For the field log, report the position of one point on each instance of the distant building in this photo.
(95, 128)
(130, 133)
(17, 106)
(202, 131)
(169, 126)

++++

PROBLEM: Please put the listing into a two-column CSV with the headers instruction and answer, giving each instruction its own row beside its answer. Quote every field and replace any line breaks with spaces.

EXERCISE ANSWER:
instruction,answer
"For the field log, report the position of one point on each instance of the distant building in this photo.","(95, 128) (130, 133) (17, 106) (202, 131) (169, 126)"